▶ [Page excerpt]
Concur, but I didn't think I'd be getting the same thing from the dealer as from RockAuto. I thought I was going to get the branded one like the one that came original on the car.

Have you ever put one on the car?

I have not--primarily because some (most?) vendors won't accept returns if its been installed. Also, the one currently on the car tests fine.

I have been in the market for a new one so that I can have a working spare and because I plan to soon relocate the TFI module, and I'd like to use a new one when I do that. It sometimes bucks, stalls, and carries on so I'm hoping the relocation will solve that.

Why don't you have the dealer test it for you?

Good idea. I wasn't sure if they'd have the testing equipment at the dealership. That being the case, they'll probably insist on testing it before accepting a return anyway.

Maybe they will know if the test has changed for new parts. .

Now there's a thought. I had done some googling around in search of an explanation, but I'll see if I can dig up something re the test changing.
 
I found some of my old notes cleaning up my office today. I have notes that DY1074 and maybe DY425 are the good old ones and DY1284 and LX218 are the newer generic ones. But, there are several other notes that make me think there are other numbers also. If you go to the dealer or local parts chain and order a DY1074 they will x-ref it to the 1284, sometimes without the counter worker even knowing. Usually the 1074s are the $130-180 ones.
My current one is a 1284. My spare is my old one that sounds similar to yours. I replaced it along with a bunch of other stuff and the car runs much better, but I certainly can't attribute it directly to the tfi as it was one of half a dozen parts replaced.

▶ [Given information]

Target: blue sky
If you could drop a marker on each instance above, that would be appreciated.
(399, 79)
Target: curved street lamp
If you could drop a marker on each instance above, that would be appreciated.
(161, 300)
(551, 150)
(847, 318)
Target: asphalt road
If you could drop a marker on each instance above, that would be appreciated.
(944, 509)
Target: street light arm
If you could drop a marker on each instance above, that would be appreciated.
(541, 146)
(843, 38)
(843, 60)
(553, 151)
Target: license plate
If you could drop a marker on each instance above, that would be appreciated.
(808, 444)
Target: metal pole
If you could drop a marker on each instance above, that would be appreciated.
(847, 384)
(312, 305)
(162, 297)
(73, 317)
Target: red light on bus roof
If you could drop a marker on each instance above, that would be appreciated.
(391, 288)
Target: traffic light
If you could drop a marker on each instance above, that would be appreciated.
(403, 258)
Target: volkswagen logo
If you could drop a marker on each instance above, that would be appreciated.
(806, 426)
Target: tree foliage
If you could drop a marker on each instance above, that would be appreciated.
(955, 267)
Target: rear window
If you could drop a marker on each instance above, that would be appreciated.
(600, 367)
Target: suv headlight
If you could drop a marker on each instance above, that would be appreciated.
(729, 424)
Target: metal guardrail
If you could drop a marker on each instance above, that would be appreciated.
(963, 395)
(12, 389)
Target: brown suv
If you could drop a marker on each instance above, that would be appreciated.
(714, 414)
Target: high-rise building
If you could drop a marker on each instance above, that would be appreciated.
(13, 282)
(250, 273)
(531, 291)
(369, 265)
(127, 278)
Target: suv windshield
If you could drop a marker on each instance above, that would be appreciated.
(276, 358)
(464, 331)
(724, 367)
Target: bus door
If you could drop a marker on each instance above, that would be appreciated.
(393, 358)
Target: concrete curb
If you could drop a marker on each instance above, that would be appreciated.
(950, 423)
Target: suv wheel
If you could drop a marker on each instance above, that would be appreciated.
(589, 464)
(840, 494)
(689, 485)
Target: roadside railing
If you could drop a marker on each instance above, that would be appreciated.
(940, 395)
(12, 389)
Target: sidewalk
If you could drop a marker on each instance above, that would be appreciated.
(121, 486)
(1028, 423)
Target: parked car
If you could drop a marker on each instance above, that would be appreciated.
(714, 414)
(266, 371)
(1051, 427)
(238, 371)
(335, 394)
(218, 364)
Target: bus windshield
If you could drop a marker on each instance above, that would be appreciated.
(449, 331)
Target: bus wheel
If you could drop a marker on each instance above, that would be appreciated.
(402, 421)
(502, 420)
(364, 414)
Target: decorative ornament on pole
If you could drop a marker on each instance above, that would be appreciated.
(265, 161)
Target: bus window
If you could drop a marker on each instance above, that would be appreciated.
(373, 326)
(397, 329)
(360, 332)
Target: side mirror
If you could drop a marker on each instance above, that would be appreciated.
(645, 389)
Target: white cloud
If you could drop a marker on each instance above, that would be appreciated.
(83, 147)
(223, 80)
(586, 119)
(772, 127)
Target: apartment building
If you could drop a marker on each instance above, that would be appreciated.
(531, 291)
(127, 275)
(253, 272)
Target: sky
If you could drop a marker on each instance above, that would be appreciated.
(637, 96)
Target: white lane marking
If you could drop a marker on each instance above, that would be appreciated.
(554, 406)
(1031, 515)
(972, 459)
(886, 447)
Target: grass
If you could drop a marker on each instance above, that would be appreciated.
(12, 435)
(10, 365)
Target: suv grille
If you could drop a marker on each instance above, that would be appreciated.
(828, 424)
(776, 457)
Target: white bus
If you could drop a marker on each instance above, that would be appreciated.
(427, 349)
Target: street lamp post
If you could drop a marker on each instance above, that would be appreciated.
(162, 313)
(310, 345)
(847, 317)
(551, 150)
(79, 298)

▶ [Goal of the exercise] Reproduce the part of the TFI module discussion that opens with the words "Why don't you" and closes with "the $130-180 ones.". The listing has no connection to the TFI module discussion.

▶ [Answer box]
Why don't you have the dealer test it for you?

Good idea. I wasn't sure if they'd have the testing equipment at the dealership. That being the case, they'll probably insist on testing it before accepting a return anyway.

Maybe they will know if the test has changed for new parts. .

Now there's a thought. I had done some googling around in search of an explanation, but I'll see if I can dig up something re the test changing.
 
I found some of my old notes cleaning up my office today. I have notes that DY1074 and maybe DY425 are the good old ones and DY1284 and LX218 are the newer generic ones. But, there are several other notes that make me think there are other numbers also. If you go to the dealer or local parts chain and order a DY1074 they will x-ref it to the 1284, sometimes without the counter worker even knowing. Usually the 1074s are the $130-180 ones.